__Requirement 1__.
In the drone flight controller text, transcribe everything between "System Overview 1" and "drones' basic components.", inclusive.
__Requirement 2__.
Answer these questions from the drone flight controller text:
(a) Which board is responsible for the Flight Controller Hardware?
(b) Under which license does Ardupilot operate?
(c) Which of the two Flight Controller Software options does the writer prefer?
__Requirement 3__.
Take the drone flight controller text further, picking up after its last sentence.

__Selected text__.
------------------------------

Now focusing on the Drone section:

System Overview 1

Fig. 2 - Drone Overview

As we can see, above the Drone hardware is the Flight Controller Hardware. This is the responsibility of the Pixhawk Board, which is the object of study. Focusing on the Pixhawk, the sensors and components from the layer below (GPS, telemetry modules, etc.) hook into it, forming an essential hardware hub. This hub is then used by the Software layer to control the drones' basic components.

Regarding the top layer, the most common Flight Controller Software are:

  1. Ardupilot
    • Oldest software
    • More examples are using this software
    • Operates under the GPL license, i.e any changes made to the source code are required to be pushed back to the master branch
  2. PX4
    • Created based on Ardupilot
    • Feature-wise they seem to equivalent
    • Official documentation available.
    • Operates under the BSD license, i.e changes made to the source code don't need to be updated to the master branch

For our system, any of the two software should work. Based on the official docs, I prefer the PX4 organization.


Thankfully, it is possible to test the Flight Controller Software without acquiring the hardware, through STL (Software In The Loop).

------------------------------

__Information provided__.

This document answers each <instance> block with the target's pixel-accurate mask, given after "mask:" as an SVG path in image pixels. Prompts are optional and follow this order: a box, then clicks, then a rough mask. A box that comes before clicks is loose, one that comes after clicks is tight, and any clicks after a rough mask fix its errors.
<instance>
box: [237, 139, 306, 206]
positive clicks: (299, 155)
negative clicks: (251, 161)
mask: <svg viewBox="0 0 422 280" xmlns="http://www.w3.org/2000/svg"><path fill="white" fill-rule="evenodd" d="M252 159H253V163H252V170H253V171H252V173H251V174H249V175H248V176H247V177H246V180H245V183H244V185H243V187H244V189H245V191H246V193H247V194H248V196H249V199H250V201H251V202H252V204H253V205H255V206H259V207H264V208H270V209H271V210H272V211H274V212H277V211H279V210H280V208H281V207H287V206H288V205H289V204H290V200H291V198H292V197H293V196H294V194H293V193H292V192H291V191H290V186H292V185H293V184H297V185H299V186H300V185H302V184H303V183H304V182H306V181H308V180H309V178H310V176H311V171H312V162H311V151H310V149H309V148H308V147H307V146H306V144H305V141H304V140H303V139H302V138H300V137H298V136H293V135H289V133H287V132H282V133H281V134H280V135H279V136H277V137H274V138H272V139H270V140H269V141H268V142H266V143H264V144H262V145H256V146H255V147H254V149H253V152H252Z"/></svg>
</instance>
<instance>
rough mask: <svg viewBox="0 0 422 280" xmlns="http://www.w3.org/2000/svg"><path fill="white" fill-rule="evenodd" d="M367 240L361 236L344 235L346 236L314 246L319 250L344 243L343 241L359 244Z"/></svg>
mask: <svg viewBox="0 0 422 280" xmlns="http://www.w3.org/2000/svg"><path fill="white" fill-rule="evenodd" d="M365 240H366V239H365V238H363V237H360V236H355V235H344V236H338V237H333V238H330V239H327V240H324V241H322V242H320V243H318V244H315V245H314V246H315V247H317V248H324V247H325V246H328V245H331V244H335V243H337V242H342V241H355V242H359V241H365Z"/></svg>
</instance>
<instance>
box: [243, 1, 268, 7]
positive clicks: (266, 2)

------------------------------

__Answer section 1__.
System Overview 1

Fig. 2 - Drone Overview

As we can see, above the Drone hardware is the Flight Controller Hardware. This is the responsibility of the Pixhawk Board, which is the object of study. Focusing on the Pixhawk, the sensors and components from the layer below (GPS, telemetry modules, etc.) hook into it, forming an essential hardware hub. This hub is then used by the Software layer to control the drones' basic components.

__Answer section 2__.
(a) The Pixhawk Board
(b) The GPL license
(c) PX4

__Answer section 3__.
Drone STL

Fig. 3 - STL Simulation

Ground Control Station

Now focusing on the Ground Control Station:

Ground Control Station

Fig. 4 - Ground Control Station

In terms of hardware, the ground station just needs a telemetry module, identical to the USB module represented in the figure, that will communicate with the antenna in the rocket, using the MAVLINK protocol.

In the software layer, resides the user interfaces. The software represented here are essentially GUIs that utilize the MAVLINK protocol. Namely, QGroundControl, APM Planner and Mission Planner. The first 2 are for Linux, while the last one is exclusively for Windows.

Additionally, this layer also contains packages that can control vehicles, with the MAVLINK protocol through a coding language. In other words, these packages allow you to treat Ardupilot and PX4 as an API to control the vehicle. Here we have represented the package DroneKit.

PX4 Deep Dive

As mentioned above, PX4 is one of the most popular Flight Controller Software. For that reason, we will explore it in more detail since its supported features are very similar to Ardupilot and the documentation is easier to follow.

Supported Vehicles

Although PX4 supports a high variety of vehicles, model rockets are not part of that list. Nonetheless, I believe that is not an issue since this list is targeted for the usage of the software as a Professional Autopilot, that is, controlling the vehicle's trajectory and moving it as desired. In our use case, that feature isn't required so it should be fine as long as the features mentioned in the Introduction are supported.

System Architecture

The PX4 documentation provides a high-level overview of a typical PX4 system based around a flight controller.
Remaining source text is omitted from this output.